-- Start STORED ROWS --

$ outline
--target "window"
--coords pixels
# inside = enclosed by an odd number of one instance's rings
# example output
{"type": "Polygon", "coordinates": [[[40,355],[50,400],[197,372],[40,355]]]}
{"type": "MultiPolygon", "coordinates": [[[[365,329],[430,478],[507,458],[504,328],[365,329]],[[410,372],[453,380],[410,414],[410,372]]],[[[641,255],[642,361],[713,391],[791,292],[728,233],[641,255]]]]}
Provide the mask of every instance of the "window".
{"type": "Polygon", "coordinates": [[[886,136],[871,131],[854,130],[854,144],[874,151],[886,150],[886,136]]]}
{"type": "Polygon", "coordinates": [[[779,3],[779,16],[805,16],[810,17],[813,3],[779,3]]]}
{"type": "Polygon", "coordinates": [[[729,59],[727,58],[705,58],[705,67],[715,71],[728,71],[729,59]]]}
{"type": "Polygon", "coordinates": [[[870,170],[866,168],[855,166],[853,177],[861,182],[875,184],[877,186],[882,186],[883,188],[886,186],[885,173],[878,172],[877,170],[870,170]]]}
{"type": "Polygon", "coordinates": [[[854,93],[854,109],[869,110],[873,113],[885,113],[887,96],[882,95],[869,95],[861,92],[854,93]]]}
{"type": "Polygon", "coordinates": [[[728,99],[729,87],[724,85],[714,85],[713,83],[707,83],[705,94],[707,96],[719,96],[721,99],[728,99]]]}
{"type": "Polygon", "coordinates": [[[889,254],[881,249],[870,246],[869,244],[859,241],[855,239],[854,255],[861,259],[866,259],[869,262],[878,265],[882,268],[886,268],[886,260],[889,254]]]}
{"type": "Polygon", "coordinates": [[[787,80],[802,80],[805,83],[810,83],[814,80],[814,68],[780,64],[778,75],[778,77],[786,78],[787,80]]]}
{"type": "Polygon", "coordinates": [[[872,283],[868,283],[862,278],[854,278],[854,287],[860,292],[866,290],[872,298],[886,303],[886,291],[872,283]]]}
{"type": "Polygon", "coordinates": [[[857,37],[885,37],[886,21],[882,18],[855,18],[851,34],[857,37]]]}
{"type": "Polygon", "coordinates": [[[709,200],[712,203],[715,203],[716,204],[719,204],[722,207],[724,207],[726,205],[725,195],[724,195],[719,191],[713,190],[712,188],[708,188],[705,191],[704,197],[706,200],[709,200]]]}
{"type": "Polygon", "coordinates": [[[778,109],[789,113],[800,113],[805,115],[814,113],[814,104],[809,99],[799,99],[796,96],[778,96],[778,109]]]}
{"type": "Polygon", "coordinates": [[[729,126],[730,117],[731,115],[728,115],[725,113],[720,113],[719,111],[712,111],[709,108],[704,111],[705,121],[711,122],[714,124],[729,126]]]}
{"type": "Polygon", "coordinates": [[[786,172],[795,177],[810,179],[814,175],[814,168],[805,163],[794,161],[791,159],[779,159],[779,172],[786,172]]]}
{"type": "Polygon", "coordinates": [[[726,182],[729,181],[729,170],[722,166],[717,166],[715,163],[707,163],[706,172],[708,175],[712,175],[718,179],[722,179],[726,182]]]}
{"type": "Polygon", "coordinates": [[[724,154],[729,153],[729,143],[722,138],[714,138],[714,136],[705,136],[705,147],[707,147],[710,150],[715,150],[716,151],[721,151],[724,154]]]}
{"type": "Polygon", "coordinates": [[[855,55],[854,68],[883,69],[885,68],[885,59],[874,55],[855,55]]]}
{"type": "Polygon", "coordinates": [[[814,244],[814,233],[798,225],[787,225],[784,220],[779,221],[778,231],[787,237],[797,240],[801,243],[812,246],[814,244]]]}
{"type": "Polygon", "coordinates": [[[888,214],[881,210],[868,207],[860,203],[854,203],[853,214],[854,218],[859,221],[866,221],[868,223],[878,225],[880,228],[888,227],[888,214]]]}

-- End STORED ROWS --

§ **GOAL**
Your task is to repeat the data exactly; please include every line.

§ **EXPECTED ANSWER**
$ outline
--target "window"
--coords pixels
# inside = enclosed by an odd number of one instance's rings
# example output
{"type": "Polygon", "coordinates": [[[40,355],[50,400],[197,372],[40,355]]]}
{"type": "MultiPolygon", "coordinates": [[[[365,329],[430,478],[507,458],[504,328],[365,329]],[[410,372],[453,380],[410,414],[410,372]]],[[[641,255],[642,361],[713,391],[791,292],[728,233],[641,255]]]]}
Provide the mask of every instance of the "window".
{"type": "Polygon", "coordinates": [[[886,136],[871,131],[854,130],[854,144],[874,151],[886,150],[886,136]]]}
{"type": "Polygon", "coordinates": [[[779,3],[779,16],[805,16],[810,17],[813,3],[779,3]]]}
{"type": "Polygon", "coordinates": [[[729,59],[727,58],[705,58],[705,67],[715,71],[728,71],[729,59]]]}
{"type": "Polygon", "coordinates": [[[870,170],[866,168],[855,166],[853,177],[861,182],[875,184],[877,186],[882,186],[883,188],[886,186],[885,173],[878,172],[877,170],[870,170]]]}
{"type": "Polygon", "coordinates": [[[854,93],[854,109],[869,110],[873,113],[885,113],[887,96],[882,95],[869,95],[861,92],[854,93]]]}
{"type": "Polygon", "coordinates": [[[728,99],[729,87],[724,85],[714,85],[713,83],[707,83],[705,94],[707,96],[719,96],[721,99],[728,99]]]}
{"type": "Polygon", "coordinates": [[[889,254],[881,249],[870,246],[869,244],[859,241],[855,239],[854,255],[861,259],[866,259],[869,262],[878,265],[882,268],[886,268],[886,260],[889,254]]]}
{"type": "Polygon", "coordinates": [[[787,80],[802,80],[805,83],[810,83],[814,80],[814,68],[780,64],[778,75],[778,77],[786,78],[787,80]]]}
{"type": "Polygon", "coordinates": [[[872,283],[868,283],[862,278],[854,278],[854,287],[860,292],[866,290],[872,298],[886,303],[886,291],[872,283]]]}
{"type": "Polygon", "coordinates": [[[857,37],[885,37],[886,21],[882,18],[855,18],[851,34],[857,37]]]}
{"type": "Polygon", "coordinates": [[[709,200],[712,203],[715,203],[716,204],[719,204],[722,207],[724,207],[726,205],[725,195],[724,195],[719,191],[713,190],[712,188],[708,188],[705,191],[704,197],[706,200],[709,200]]]}
{"type": "Polygon", "coordinates": [[[778,109],[789,113],[800,113],[805,115],[814,113],[814,104],[809,99],[799,99],[796,96],[778,96],[778,109]]]}
{"type": "Polygon", "coordinates": [[[729,126],[730,117],[731,115],[728,115],[725,113],[720,113],[719,111],[712,111],[709,108],[704,111],[705,121],[711,122],[714,124],[729,126]]]}
{"type": "Polygon", "coordinates": [[[786,172],[795,177],[810,179],[814,175],[814,168],[805,163],[794,161],[791,159],[779,159],[779,172],[786,172]]]}
{"type": "Polygon", "coordinates": [[[726,182],[729,181],[729,170],[722,166],[717,166],[715,163],[707,163],[706,172],[708,175],[712,175],[718,179],[722,179],[726,182]]]}
{"type": "Polygon", "coordinates": [[[724,154],[729,153],[729,143],[722,138],[714,138],[714,136],[705,136],[705,147],[707,147],[710,150],[715,150],[716,151],[721,151],[724,154]]]}
{"type": "Polygon", "coordinates": [[[855,55],[854,68],[883,69],[885,68],[885,59],[874,55],[855,55]]]}
{"type": "Polygon", "coordinates": [[[814,244],[814,233],[798,225],[787,225],[784,220],[779,221],[778,231],[787,237],[797,240],[801,243],[812,246],[814,244]]]}
{"type": "Polygon", "coordinates": [[[888,214],[881,210],[868,207],[860,203],[854,203],[853,214],[854,218],[859,221],[866,221],[868,223],[878,225],[880,228],[888,227],[888,214]]]}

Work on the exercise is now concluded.